Point-per-instance localization data
# # # # # # #
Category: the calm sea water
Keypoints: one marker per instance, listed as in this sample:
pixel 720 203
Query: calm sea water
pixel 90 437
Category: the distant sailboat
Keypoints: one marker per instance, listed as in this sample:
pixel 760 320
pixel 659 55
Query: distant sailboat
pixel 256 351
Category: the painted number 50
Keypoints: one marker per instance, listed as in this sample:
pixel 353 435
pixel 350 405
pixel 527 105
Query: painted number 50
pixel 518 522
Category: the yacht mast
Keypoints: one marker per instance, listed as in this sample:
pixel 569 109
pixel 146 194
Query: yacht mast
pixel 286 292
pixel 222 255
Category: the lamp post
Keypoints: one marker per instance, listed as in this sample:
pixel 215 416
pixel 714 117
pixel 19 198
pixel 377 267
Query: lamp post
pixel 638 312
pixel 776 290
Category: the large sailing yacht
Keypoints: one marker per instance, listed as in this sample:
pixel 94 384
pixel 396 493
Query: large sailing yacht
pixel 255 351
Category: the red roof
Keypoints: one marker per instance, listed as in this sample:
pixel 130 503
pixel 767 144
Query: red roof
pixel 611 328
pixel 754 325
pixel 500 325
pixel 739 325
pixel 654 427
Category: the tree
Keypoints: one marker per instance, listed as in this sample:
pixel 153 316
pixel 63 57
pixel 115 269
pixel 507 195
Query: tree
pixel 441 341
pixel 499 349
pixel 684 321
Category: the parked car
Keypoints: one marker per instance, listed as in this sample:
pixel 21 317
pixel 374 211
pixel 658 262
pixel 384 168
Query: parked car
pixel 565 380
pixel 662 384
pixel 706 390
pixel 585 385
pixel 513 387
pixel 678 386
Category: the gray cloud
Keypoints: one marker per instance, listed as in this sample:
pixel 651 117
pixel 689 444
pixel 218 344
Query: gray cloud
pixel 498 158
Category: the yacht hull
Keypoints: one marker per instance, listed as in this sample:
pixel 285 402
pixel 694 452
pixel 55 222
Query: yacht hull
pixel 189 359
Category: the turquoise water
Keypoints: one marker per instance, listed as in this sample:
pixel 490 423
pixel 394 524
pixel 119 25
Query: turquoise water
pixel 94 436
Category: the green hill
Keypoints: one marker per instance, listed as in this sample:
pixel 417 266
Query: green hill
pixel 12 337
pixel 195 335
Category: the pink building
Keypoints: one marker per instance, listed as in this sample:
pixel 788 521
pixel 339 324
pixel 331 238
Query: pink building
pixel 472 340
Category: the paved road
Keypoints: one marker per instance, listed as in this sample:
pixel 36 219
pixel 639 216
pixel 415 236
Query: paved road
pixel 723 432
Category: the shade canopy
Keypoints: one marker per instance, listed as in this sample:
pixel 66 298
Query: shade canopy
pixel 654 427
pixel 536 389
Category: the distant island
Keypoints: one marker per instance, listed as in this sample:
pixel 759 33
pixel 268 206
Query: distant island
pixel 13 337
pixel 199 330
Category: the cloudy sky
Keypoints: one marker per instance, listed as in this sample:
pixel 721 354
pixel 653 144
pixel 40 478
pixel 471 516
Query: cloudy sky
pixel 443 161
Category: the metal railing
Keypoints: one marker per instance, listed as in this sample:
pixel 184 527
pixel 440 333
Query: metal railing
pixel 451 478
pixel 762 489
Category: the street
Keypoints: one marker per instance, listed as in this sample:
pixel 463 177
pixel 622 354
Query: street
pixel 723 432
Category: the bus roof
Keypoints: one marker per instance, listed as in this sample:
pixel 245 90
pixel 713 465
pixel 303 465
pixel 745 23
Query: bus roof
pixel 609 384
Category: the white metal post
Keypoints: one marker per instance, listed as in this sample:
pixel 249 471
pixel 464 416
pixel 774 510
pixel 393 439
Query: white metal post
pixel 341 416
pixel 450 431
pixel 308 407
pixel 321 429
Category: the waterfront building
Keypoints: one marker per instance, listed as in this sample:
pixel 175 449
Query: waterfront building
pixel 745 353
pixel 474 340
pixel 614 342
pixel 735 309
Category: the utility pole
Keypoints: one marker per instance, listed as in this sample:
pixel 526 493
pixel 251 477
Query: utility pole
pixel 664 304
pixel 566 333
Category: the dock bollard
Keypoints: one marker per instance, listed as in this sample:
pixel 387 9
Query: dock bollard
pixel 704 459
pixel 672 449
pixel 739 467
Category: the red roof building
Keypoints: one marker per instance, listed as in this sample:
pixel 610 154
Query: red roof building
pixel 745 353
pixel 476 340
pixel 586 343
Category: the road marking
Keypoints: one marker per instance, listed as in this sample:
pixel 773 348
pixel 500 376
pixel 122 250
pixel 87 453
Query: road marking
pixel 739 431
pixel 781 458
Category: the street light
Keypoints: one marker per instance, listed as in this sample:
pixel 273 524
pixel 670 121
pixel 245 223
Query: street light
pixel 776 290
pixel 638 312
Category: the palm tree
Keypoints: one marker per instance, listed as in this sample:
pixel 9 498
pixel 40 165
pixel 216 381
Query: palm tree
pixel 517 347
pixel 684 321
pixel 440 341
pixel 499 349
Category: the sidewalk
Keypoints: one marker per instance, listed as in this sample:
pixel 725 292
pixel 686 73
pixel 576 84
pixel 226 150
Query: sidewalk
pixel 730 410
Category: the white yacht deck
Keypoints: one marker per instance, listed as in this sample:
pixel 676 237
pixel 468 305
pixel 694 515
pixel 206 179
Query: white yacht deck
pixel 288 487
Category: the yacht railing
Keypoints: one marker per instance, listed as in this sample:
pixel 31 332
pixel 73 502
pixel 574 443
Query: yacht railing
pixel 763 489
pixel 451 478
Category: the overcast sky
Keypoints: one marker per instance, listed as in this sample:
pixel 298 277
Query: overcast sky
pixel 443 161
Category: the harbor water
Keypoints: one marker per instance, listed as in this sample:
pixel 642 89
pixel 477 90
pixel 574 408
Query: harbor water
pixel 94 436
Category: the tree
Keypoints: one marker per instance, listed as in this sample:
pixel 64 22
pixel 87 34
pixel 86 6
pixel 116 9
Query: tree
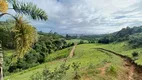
pixel 24 32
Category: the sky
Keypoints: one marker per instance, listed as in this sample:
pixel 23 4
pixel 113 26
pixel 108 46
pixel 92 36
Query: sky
pixel 88 16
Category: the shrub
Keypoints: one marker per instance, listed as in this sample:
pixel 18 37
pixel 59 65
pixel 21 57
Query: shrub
pixel 76 66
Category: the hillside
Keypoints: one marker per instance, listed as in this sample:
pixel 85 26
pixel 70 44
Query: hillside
pixel 94 64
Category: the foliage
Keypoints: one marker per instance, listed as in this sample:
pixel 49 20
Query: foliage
pixel 25 37
pixel 75 67
pixel 5 35
pixel 28 9
pixel 46 74
pixel 135 40
pixel 3 6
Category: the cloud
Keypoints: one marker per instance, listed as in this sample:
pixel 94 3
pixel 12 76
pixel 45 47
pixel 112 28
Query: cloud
pixel 88 16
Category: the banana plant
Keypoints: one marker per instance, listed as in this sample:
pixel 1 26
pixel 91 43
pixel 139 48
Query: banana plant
pixel 25 34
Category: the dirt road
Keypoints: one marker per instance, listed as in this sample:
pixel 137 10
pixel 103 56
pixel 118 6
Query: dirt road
pixel 134 70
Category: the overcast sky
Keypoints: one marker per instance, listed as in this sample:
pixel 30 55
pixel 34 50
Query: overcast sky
pixel 88 16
# # # # # # #
EXERCISE REQUIREMENTS ▸ Of all the entries above, retype exactly the lines from the line with "pixel 218 344" to the line with "pixel 417 266", both included, and no others.

SOLUTION FOR THIS PROBLEM ▸
pixel 218 344
Query: gray cloud
pixel 498 158
Category: the yacht hull
Keypoints: one marker per instance, listed as in this sample:
pixel 285 402
pixel 694 452
pixel 55 222
Query: yacht hull
pixel 189 359
Category: the turquoise water
Keypoints: one marker per instance, listed as in this sample:
pixel 490 423
pixel 394 524
pixel 119 25
Query: turquoise water
pixel 94 436
Category: the green hill
Keypoints: one marker per instance, listed as in this sample:
pixel 417 266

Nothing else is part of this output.